WORK TO COMPLETE: Copy out every record below, switching "scouting field log" to "site survey notebook" wherever it occurs and keeping everything else the same. Leave the pictures out of your copy.

MATERIAL FOR THE TASK:
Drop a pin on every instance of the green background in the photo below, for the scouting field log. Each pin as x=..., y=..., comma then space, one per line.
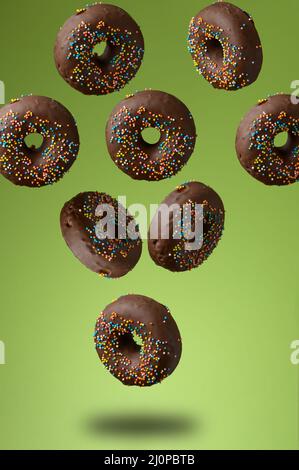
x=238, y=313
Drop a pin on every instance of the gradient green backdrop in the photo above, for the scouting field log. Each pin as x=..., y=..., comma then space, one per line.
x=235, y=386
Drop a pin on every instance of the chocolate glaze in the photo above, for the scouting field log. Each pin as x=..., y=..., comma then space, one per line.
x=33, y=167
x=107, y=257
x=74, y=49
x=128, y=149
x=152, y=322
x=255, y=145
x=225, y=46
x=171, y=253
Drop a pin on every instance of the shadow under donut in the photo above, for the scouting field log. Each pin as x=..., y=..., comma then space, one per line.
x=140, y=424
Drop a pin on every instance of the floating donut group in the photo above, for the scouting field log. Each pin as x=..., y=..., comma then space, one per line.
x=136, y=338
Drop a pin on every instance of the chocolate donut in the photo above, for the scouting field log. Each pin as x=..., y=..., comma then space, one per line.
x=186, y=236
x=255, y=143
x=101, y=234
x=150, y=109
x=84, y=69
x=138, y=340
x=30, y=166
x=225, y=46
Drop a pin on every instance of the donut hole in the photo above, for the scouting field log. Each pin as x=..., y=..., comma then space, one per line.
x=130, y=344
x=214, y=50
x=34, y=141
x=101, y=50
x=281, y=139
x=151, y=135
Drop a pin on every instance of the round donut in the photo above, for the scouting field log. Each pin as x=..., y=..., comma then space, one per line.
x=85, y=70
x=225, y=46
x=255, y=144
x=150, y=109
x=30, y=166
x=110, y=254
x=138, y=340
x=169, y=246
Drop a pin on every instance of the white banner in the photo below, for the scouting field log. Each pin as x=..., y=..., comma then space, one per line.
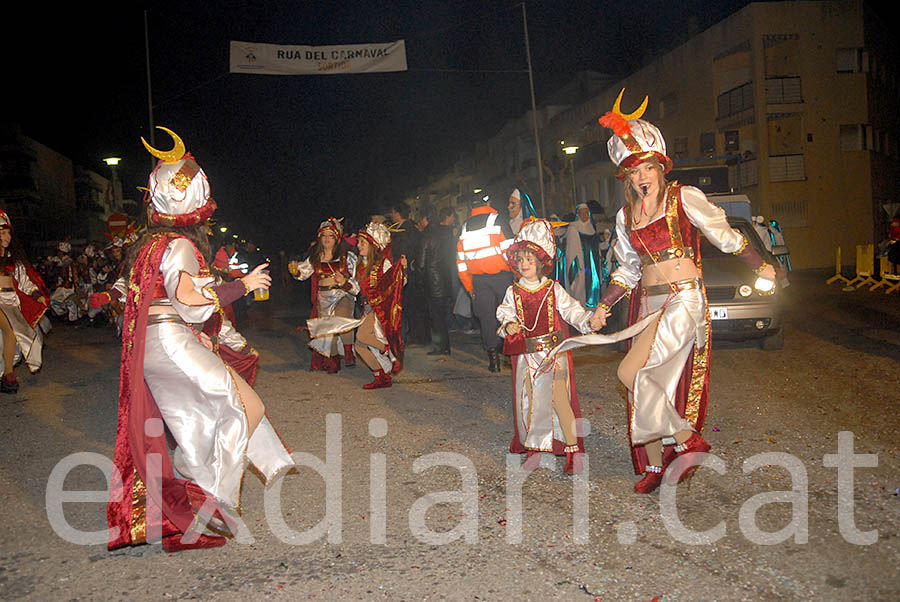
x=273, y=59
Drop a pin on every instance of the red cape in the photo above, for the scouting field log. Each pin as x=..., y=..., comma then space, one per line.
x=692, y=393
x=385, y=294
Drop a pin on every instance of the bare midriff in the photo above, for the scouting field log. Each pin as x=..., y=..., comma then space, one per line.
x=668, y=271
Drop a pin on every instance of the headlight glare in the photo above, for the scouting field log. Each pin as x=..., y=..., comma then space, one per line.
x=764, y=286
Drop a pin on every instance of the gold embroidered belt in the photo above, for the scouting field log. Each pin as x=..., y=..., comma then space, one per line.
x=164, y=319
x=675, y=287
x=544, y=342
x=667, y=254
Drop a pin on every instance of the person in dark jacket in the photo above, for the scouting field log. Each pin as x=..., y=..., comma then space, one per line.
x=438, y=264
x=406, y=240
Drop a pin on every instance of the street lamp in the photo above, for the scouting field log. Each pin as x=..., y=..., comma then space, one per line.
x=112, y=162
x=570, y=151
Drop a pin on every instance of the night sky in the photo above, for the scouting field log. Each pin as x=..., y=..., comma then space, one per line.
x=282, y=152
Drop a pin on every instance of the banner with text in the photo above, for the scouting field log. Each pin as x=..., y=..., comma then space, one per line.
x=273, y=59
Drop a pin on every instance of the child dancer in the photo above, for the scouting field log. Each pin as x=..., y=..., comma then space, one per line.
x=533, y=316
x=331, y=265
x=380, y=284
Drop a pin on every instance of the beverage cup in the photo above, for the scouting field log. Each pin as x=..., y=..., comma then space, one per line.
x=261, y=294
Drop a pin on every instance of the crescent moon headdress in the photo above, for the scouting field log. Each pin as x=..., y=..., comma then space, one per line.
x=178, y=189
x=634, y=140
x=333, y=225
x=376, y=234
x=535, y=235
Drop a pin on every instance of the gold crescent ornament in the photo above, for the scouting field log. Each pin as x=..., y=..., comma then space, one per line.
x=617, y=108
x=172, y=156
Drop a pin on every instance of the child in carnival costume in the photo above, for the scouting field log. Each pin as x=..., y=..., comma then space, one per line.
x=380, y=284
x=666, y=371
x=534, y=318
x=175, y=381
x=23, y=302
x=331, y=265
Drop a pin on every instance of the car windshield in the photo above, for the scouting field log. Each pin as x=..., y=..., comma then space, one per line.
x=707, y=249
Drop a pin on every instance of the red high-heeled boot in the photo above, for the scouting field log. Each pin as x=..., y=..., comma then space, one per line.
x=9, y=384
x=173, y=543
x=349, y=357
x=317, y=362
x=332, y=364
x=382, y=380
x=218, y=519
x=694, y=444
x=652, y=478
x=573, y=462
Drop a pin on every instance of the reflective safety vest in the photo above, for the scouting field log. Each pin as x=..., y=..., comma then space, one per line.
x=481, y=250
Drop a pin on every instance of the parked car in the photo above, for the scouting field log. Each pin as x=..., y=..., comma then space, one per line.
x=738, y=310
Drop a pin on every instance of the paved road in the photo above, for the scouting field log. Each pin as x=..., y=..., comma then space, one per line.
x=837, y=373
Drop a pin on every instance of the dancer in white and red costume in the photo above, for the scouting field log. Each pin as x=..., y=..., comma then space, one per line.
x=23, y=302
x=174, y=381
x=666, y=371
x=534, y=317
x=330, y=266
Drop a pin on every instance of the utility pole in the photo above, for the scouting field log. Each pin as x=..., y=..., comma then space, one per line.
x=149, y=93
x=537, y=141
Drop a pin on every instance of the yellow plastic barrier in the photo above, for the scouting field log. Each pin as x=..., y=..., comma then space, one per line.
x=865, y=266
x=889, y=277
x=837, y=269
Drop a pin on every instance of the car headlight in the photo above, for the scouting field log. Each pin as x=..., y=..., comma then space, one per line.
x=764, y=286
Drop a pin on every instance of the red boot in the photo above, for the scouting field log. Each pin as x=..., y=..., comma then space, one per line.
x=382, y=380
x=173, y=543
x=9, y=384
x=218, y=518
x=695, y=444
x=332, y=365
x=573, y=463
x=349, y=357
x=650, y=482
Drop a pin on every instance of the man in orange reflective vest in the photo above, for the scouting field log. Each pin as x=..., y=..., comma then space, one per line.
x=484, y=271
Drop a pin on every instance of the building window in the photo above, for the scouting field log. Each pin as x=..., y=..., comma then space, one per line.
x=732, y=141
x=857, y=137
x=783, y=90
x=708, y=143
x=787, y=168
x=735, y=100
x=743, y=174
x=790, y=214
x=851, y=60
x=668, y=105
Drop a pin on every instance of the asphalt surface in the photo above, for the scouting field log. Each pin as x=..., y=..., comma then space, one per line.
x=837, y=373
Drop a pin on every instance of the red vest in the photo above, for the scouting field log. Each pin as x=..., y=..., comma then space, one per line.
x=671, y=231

FINISHED EXERCISE:
Drop a pin on every instance of the green background in the photo below, for the site survey notebook. Each pin as x=..., y=..., comma then space, one per line.
x=238, y=313
Drop a pin on every instance of the gradient green backdrop in the photo above, for the site survey notebook. Each pin as x=..., y=..., comma then space, one per line.
x=235, y=386
Drop a pin on every instance of the chocolate glaze in the photo above, for the site survey notebook. Each pin as x=..., y=..., comma then space, one per line.
x=33, y=167
x=107, y=257
x=74, y=49
x=128, y=149
x=152, y=322
x=255, y=145
x=225, y=46
x=171, y=253
Drop a pin on every instance of the shadow under donut in the photo above, for the site survey notebook. Each pin as x=..., y=..., comma then space, one per line.
x=140, y=424
Drop a pin on every instance of the floating donut group in the photo above, for the site survey notebook. Each pin as x=..., y=..., comma then space, one per line.
x=136, y=338
Drop a pin on every instance of the chocolate donut in the photo above, for the site survey notebook. Each pin as x=..., y=..., comma then space, one per line.
x=186, y=236
x=255, y=143
x=101, y=234
x=150, y=109
x=84, y=69
x=138, y=340
x=30, y=166
x=225, y=46
Drop a pin on every instance of the donut hole in the photo above, for the site survey notebook. Each pin as x=..., y=..., comma then space, one per line.
x=130, y=344
x=214, y=50
x=34, y=141
x=101, y=50
x=281, y=139
x=151, y=135
Drop a pin on every instance of the round donut in the photo above, for the site survey notebook. Each pin as x=..., y=..., comma then space, one per line.
x=85, y=70
x=225, y=46
x=255, y=144
x=150, y=109
x=30, y=166
x=110, y=254
x=138, y=340
x=169, y=246
Drop a pin on every instance of the white banner in the photo below, for the site survey notebook. Each pin as x=..., y=..., comma then space, one per line.
x=273, y=59
Drop a pin on every instance of the red cape in the photo above, for the site survey notebook. Each pin as x=..., y=..., comma then space, one per line.
x=692, y=393
x=385, y=294
Drop a pin on every instance of the bare midriff in the photo above, for the site survey notebook. Each pin as x=..., y=..., comma then space, one per line.
x=668, y=271
Drop a pin on every instance of the headlight glare in the photo above, for the site survey notebook. Each pin as x=..., y=..., comma then space, one per line.
x=764, y=286
Drop a pin on every instance of the gold embroidered belt in the photo above, for the site survey notebook. Each pin as x=..., y=..., comma then space, one per line.
x=164, y=319
x=675, y=287
x=544, y=342
x=667, y=254
Drop a pin on every instance of the person in dark jacket in the photo above, for the site survey notebook. Each pin as x=..., y=..., comma then space, one per line.
x=438, y=264
x=406, y=240
Drop a pin on every instance of the street lamp in the photo above, for the site survey notebook. Each pin as x=..., y=..., comma then space, one per line.
x=112, y=162
x=570, y=151
Drop a pin on every instance of the night sky in the photo above, for the site survey notebook. Each pin as x=..., y=..., comma then space, one per line.
x=282, y=152
Drop a pin on every instance of the banner with text in the photo above, for the site survey notebook. Each pin as x=..., y=..., comma then space, one per line.
x=273, y=59
Drop a pin on every instance of the child dancer in the photo above, for the site survey notebook. Each pin as x=..., y=..., comma then space, one per line.
x=533, y=316
x=331, y=265
x=380, y=284
Drop a pin on every instance of the beverage cup in the photo above, for the site survey notebook. Each pin as x=..., y=..., comma then space, one per line.
x=261, y=294
Drop a pin on every instance of the crescent moon headdress in the photo above, for the site survey notebook. Each pin as x=..., y=..., comma then space, one per line.
x=178, y=189
x=634, y=140
x=333, y=225
x=376, y=234
x=535, y=235
Drop a pin on every instance of the gold crescent ornament in the photo above, for the site survey notebook. Each pin as x=..., y=..., comma then space, one per line.
x=617, y=108
x=172, y=156
Drop a pin on every instance of the child in carnival costume in the photo above, for the site survey notebook. Each pin as x=..., y=..., comma then space, one per line.
x=380, y=284
x=666, y=371
x=534, y=318
x=175, y=381
x=23, y=302
x=331, y=265
Drop a pin on every instance of the car windshield in the photo above, for the site survey notebook. Each pin as x=..., y=..., comma then space, one per line.
x=707, y=249
Drop a pin on every instance of the red high-heeled boot in the photo above, for the site survey notebook. Each pin as x=..., y=..., comma then space, one per line.
x=9, y=384
x=173, y=543
x=349, y=357
x=317, y=362
x=332, y=364
x=382, y=380
x=218, y=519
x=694, y=444
x=652, y=478
x=573, y=462
Drop a pin on every instance of the reflective safety vest in the photo above, for the site survey notebook. Each pin as x=..., y=..., comma then space, one per line.
x=481, y=250
Drop a pin on every instance of the parked car in the photo above, for the site survey notebook. Each pin as x=..., y=..., comma then space, one per line.
x=738, y=310
Drop a pin on every instance of the paved road in the photo above, for the site survey notebook. Each pin as x=..., y=..., comma then space, one per line.
x=837, y=373
Drop a pin on every instance of the dancer in white and red costume in the photo above, for the site survey notebook. Each pin as x=..., y=..., comma then space, one per line.
x=23, y=302
x=174, y=381
x=666, y=371
x=534, y=317
x=330, y=266
Drop a pin on every instance of the utility pole in the photo above, for the site survey notebook. Each pin as x=..., y=..., comma then space, one per line.
x=149, y=93
x=537, y=141
Drop a pin on every instance of the yellow plastic barrier in the photo above, for the site survey notebook. Each pin as x=..., y=..., comma then space, one per line.
x=865, y=266
x=889, y=277
x=837, y=269
Drop a pin on every instance of the car headlight in the photo above, for the site survey notebook. Each pin as x=..., y=..., comma then space, one per line.
x=764, y=286
Drop a pin on every instance of the red boot in the photo above, for the site survey notebook. Each pin as x=..., y=..., comma then space, one per line.
x=382, y=380
x=173, y=543
x=9, y=384
x=218, y=518
x=695, y=444
x=332, y=365
x=573, y=463
x=349, y=357
x=650, y=482
Drop a pin on every instance of the man in orange reflective vest in the photo above, for the site survey notebook. Each pin as x=..., y=..., comma then space, one per line.
x=484, y=271
Drop a pin on every instance of the building window in the photo above, for the site survey notebook. Each pin as x=..., y=..., comma then space, one per line.
x=732, y=141
x=857, y=137
x=783, y=90
x=708, y=143
x=787, y=168
x=735, y=100
x=743, y=174
x=790, y=214
x=851, y=60
x=668, y=105
Drop a pin on every instance of the asphalt surface in the photo above, for the site survey notebook. Each pin as x=..., y=..., comma then space, one per line.
x=837, y=373
Drop a pin on every instance of the red vest in the photo above, for the site survey notebook. Each pin as x=..., y=..., comma then space, one per line.
x=671, y=231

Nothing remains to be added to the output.